THE REQUEST:
Leave out pictures; repeat exactly the lines from the "Target: pink flower" line through the last of the data below.

Dataset items:
──────────
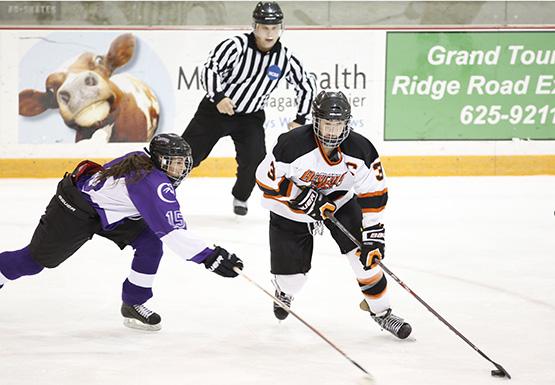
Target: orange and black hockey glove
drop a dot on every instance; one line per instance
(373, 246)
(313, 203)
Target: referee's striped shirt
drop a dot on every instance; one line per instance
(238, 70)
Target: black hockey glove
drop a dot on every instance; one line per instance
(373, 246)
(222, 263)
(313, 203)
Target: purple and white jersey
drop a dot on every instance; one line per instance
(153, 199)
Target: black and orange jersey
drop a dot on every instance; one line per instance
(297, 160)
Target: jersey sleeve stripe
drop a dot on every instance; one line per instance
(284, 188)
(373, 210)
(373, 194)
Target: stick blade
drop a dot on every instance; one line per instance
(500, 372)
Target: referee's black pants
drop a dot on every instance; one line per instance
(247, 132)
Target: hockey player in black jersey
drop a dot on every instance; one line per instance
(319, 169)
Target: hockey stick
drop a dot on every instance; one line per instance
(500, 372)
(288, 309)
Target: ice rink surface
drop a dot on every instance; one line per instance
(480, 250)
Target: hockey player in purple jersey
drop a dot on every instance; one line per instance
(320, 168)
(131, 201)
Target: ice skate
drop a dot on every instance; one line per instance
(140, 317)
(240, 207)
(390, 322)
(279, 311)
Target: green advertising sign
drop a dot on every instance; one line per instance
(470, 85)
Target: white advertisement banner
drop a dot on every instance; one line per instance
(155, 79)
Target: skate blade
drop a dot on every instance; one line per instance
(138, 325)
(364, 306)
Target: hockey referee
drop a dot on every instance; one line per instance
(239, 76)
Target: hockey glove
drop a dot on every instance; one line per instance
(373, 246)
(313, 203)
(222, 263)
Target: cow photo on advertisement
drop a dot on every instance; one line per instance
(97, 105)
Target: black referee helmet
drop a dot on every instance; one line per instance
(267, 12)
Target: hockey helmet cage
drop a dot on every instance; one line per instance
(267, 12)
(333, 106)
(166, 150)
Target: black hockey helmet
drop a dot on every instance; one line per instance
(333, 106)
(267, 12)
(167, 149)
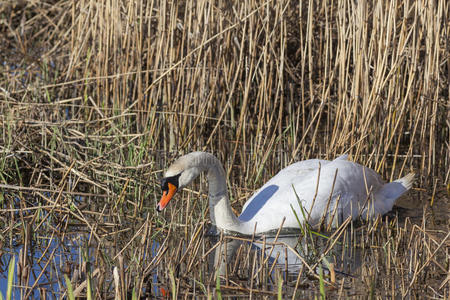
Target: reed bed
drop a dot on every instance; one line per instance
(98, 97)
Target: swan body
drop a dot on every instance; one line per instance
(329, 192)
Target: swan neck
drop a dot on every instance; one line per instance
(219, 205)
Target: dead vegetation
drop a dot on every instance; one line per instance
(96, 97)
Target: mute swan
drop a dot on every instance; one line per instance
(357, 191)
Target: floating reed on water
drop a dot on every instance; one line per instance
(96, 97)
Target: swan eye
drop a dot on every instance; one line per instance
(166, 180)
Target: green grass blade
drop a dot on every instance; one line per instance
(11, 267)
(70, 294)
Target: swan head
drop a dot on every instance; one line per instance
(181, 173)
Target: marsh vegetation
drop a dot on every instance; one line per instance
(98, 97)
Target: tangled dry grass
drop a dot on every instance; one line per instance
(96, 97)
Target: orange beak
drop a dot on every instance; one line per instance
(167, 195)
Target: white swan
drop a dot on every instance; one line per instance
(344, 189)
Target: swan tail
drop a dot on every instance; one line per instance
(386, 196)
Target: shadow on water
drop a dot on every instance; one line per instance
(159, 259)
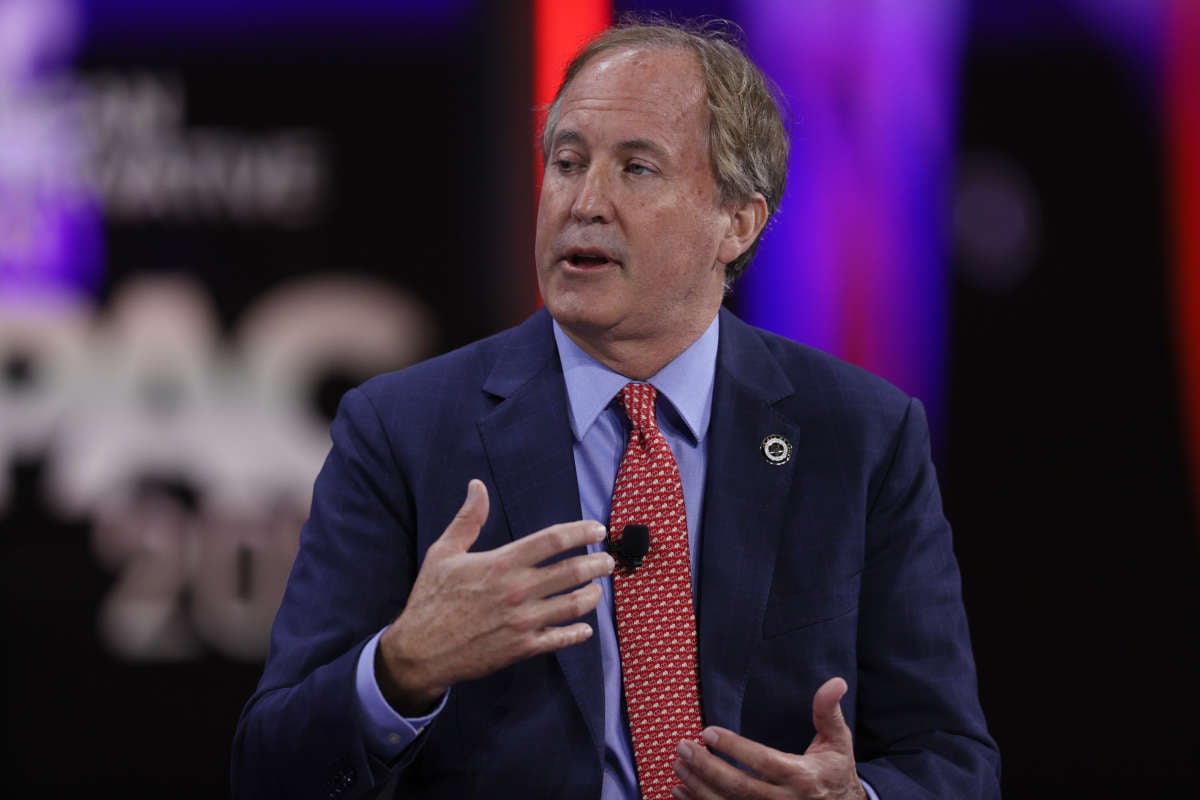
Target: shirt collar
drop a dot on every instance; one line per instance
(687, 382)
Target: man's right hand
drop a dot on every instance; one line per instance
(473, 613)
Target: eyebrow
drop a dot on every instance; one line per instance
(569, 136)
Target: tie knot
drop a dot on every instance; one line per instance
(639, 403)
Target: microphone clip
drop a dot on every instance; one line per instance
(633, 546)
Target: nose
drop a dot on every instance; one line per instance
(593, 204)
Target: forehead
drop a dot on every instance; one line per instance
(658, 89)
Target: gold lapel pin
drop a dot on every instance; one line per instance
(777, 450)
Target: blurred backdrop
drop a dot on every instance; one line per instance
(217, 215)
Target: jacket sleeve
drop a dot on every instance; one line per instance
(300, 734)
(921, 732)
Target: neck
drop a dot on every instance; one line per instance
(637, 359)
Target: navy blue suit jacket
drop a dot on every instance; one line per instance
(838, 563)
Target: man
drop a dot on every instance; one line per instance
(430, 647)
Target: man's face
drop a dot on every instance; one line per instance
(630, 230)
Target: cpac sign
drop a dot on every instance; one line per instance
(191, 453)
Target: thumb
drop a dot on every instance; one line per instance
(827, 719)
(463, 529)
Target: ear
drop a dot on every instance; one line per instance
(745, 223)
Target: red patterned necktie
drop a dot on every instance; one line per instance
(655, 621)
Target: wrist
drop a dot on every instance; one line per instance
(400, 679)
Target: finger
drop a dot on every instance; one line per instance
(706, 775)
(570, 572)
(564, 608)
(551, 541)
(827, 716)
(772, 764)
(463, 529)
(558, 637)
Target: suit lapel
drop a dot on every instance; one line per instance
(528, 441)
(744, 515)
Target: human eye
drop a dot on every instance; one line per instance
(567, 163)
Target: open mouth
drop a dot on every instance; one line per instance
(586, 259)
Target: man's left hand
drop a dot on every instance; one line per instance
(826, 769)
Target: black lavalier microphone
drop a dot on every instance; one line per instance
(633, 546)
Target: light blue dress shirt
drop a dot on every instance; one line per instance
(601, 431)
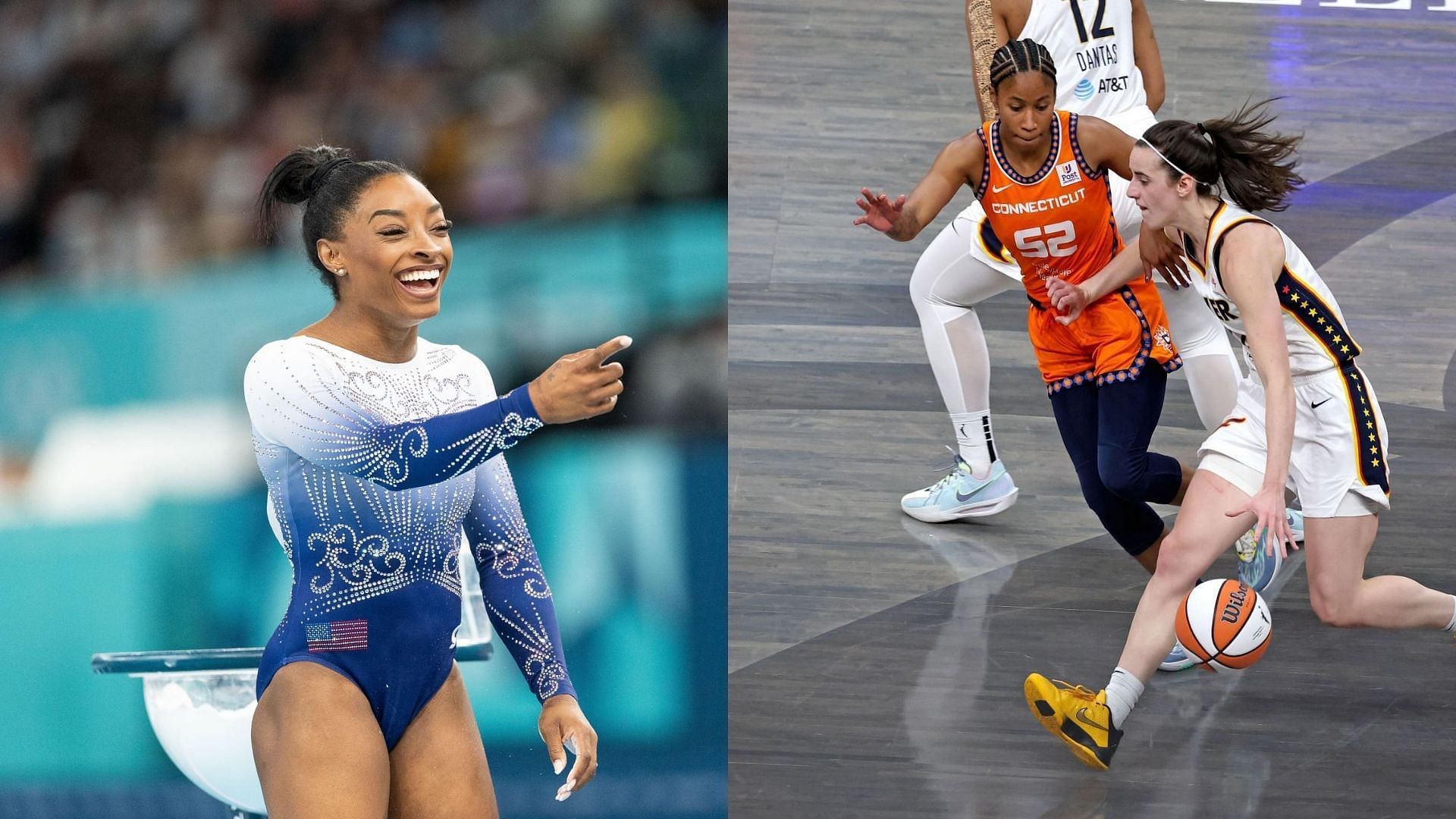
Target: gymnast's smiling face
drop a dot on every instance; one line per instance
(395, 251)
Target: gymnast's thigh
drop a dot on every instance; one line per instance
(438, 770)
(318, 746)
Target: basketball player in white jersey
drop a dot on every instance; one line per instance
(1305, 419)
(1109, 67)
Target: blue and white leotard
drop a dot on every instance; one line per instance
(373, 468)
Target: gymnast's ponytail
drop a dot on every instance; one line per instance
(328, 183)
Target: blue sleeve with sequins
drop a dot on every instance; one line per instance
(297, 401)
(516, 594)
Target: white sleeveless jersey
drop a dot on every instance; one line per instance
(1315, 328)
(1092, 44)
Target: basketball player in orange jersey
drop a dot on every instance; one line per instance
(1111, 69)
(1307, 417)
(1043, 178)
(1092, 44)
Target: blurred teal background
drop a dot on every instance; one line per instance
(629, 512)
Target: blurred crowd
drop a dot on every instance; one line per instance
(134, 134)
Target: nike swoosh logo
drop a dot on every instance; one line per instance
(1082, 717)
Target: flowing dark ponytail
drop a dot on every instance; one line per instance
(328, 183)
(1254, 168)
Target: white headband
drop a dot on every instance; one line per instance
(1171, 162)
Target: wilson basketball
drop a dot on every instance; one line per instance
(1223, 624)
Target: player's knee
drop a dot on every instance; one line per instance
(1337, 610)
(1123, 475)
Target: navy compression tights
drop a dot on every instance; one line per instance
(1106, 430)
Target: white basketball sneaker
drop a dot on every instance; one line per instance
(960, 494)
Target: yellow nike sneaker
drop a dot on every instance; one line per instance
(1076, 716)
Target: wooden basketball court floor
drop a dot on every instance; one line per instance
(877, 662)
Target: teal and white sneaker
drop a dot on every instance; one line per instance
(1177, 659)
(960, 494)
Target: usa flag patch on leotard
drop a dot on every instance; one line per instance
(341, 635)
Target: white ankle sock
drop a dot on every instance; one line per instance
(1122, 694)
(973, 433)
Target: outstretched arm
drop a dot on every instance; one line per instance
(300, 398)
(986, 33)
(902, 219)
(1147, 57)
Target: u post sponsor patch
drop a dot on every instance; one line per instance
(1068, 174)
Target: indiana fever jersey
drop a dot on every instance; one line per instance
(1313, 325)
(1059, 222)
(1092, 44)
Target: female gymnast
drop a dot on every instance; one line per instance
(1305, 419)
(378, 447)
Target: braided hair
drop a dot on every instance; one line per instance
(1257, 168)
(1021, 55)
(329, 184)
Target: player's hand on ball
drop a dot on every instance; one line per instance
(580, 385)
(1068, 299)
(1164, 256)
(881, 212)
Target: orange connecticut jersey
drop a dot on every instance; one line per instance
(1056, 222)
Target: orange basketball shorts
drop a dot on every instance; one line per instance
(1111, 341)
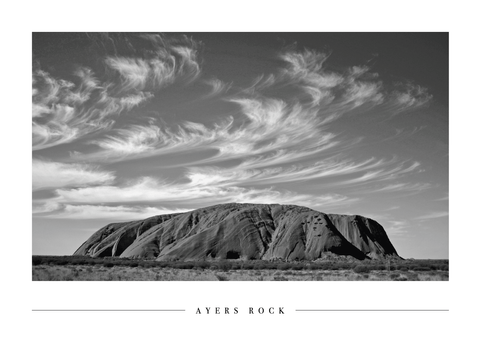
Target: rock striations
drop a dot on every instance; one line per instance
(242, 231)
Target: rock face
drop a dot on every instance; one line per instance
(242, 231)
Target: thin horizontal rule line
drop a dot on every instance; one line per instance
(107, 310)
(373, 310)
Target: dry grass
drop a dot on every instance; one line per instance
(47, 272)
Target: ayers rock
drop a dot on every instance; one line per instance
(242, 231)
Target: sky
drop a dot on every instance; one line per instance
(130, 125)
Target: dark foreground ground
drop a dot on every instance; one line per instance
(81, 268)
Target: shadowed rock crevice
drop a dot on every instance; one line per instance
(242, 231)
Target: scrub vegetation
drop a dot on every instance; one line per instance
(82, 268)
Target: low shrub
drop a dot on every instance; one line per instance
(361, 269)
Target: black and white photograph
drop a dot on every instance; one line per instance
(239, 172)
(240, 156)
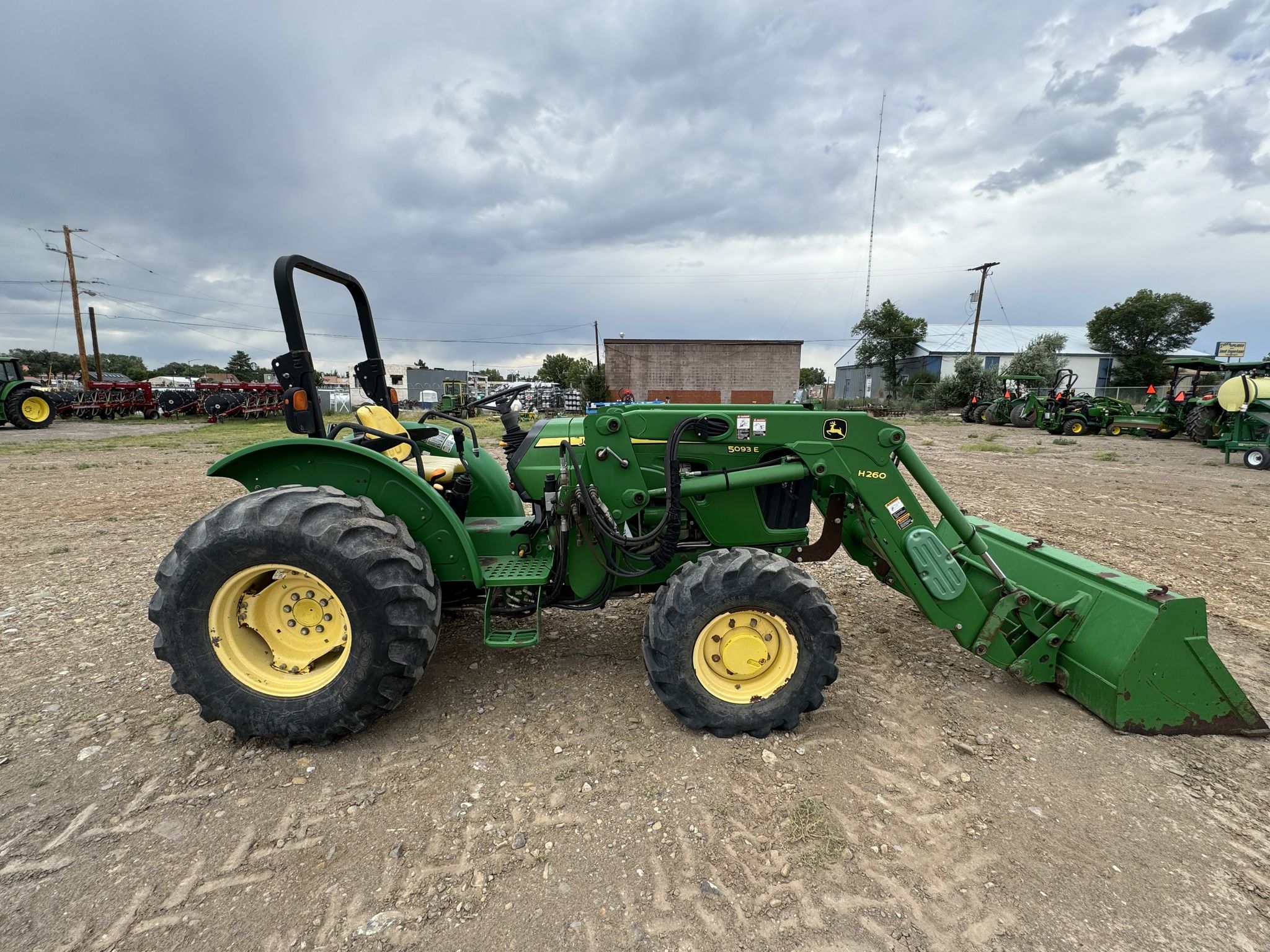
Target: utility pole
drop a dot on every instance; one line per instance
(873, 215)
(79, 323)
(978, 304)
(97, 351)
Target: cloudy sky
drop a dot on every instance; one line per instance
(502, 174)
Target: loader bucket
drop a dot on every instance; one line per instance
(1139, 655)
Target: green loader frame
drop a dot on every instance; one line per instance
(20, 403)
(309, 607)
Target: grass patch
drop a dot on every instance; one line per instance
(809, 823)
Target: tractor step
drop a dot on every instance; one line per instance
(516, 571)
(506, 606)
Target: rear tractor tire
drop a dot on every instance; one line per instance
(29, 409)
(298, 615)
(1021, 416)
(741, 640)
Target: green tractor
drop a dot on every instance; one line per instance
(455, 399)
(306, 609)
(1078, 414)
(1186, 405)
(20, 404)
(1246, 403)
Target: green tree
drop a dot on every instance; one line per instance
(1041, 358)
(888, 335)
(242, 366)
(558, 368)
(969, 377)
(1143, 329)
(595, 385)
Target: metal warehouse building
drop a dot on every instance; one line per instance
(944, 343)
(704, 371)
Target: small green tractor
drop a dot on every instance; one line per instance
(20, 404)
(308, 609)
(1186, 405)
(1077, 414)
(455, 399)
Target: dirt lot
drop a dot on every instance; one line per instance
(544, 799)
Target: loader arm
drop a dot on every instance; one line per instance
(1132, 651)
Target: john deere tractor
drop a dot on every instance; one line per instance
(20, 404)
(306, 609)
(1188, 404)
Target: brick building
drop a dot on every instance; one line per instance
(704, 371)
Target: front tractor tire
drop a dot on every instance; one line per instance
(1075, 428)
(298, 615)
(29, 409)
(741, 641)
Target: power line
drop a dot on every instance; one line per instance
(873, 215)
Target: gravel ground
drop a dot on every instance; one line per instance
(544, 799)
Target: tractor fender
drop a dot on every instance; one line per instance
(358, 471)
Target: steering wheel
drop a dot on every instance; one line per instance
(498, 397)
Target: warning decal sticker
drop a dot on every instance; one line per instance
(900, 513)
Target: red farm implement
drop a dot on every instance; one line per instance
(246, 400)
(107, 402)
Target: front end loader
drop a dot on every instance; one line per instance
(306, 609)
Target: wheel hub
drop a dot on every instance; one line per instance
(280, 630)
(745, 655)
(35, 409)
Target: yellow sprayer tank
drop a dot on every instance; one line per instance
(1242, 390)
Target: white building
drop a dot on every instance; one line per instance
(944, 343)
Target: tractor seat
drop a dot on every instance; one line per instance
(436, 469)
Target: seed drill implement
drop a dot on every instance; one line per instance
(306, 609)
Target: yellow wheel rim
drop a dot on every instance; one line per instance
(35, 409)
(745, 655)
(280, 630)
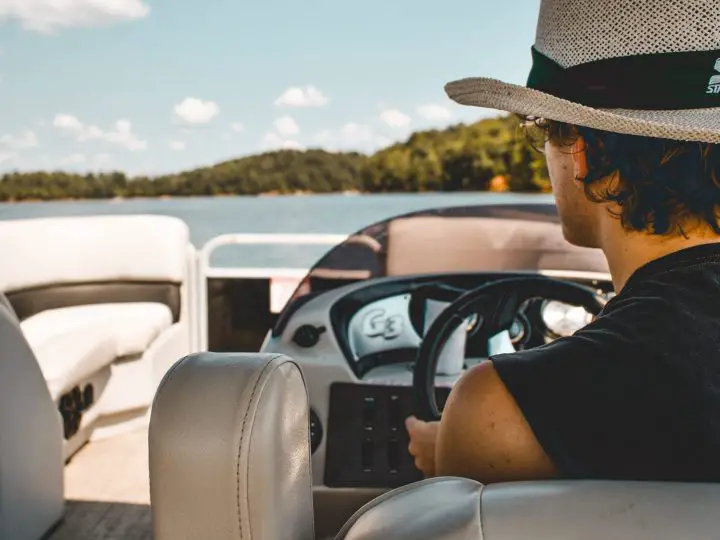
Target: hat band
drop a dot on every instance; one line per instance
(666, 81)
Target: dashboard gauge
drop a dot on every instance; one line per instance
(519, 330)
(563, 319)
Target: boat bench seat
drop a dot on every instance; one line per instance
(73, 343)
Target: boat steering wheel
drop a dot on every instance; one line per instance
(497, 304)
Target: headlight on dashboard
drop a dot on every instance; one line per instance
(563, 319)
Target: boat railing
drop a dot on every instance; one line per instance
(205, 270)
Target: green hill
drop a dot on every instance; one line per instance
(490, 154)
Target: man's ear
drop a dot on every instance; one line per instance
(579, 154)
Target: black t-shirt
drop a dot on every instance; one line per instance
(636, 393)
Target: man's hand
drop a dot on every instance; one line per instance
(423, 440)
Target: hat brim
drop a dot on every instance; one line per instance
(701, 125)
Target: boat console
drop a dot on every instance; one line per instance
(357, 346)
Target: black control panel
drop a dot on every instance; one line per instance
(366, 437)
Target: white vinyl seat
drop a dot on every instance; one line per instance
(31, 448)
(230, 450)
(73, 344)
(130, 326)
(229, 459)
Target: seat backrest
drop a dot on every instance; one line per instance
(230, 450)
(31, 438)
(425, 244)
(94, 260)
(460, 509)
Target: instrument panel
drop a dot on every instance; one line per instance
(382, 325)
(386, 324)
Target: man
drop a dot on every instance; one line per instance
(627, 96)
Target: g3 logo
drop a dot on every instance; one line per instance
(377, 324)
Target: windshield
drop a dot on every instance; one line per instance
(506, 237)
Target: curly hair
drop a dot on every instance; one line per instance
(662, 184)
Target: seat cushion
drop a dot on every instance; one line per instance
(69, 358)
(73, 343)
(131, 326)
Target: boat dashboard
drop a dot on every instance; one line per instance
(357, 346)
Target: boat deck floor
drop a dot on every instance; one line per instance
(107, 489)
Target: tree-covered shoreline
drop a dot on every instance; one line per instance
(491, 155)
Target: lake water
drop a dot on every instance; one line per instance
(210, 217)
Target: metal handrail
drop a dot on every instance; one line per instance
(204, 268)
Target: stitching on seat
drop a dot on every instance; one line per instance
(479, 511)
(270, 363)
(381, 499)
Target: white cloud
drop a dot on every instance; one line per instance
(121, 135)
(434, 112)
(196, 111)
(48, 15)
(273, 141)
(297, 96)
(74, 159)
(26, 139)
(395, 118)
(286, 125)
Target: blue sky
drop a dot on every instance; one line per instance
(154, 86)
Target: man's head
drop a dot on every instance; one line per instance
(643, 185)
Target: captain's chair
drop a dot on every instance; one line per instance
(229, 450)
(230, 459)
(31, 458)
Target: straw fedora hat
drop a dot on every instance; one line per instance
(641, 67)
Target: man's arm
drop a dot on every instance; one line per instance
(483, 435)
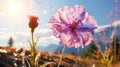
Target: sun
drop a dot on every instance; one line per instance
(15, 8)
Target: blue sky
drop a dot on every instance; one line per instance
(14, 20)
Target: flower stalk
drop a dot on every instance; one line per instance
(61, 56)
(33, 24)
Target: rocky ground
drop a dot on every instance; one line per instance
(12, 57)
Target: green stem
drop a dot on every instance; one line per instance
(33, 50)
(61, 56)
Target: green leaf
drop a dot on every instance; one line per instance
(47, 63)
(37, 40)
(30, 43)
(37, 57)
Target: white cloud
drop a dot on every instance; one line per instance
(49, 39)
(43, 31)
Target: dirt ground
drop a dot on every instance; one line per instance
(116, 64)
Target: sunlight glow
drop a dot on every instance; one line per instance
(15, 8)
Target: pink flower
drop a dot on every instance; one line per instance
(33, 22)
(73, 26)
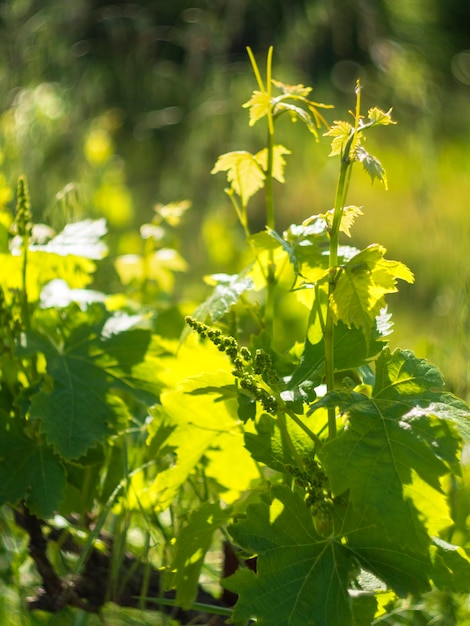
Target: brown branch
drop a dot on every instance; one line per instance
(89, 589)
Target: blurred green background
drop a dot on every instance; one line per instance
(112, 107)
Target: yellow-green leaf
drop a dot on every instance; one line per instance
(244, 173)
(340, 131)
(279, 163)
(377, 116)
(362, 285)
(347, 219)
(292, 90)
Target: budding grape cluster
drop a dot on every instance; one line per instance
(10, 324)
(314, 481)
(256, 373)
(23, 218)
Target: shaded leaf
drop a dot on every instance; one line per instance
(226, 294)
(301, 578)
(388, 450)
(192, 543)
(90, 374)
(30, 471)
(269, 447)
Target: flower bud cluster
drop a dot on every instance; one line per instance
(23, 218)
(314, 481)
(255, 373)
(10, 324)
──────────
THE COMPLETED TASK:
Target: pink flower
drop a dot on every instance; one line per instance
(33, 22)
(73, 26)
Target: brown branch
drop a dot on every instance; one line per instance
(89, 589)
Target: blurred green background
drop a dot on every instance; one line per instance
(112, 107)
Target: yellow-green leaf
drop a dot on every instance; one line per instance
(244, 173)
(340, 131)
(279, 163)
(377, 116)
(362, 285)
(347, 219)
(292, 90)
Target: budding grape cluster
drop a dot on every instance; one line per instance
(10, 324)
(314, 481)
(256, 373)
(23, 218)
Target: shaded leaf
drop a dot on every instance; one line per instance
(226, 294)
(301, 578)
(388, 450)
(192, 543)
(90, 374)
(30, 471)
(269, 447)
Target: flower bud cluster
drop a dot on every instance; one line per instance
(23, 218)
(314, 481)
(255, 373)
(10, 324)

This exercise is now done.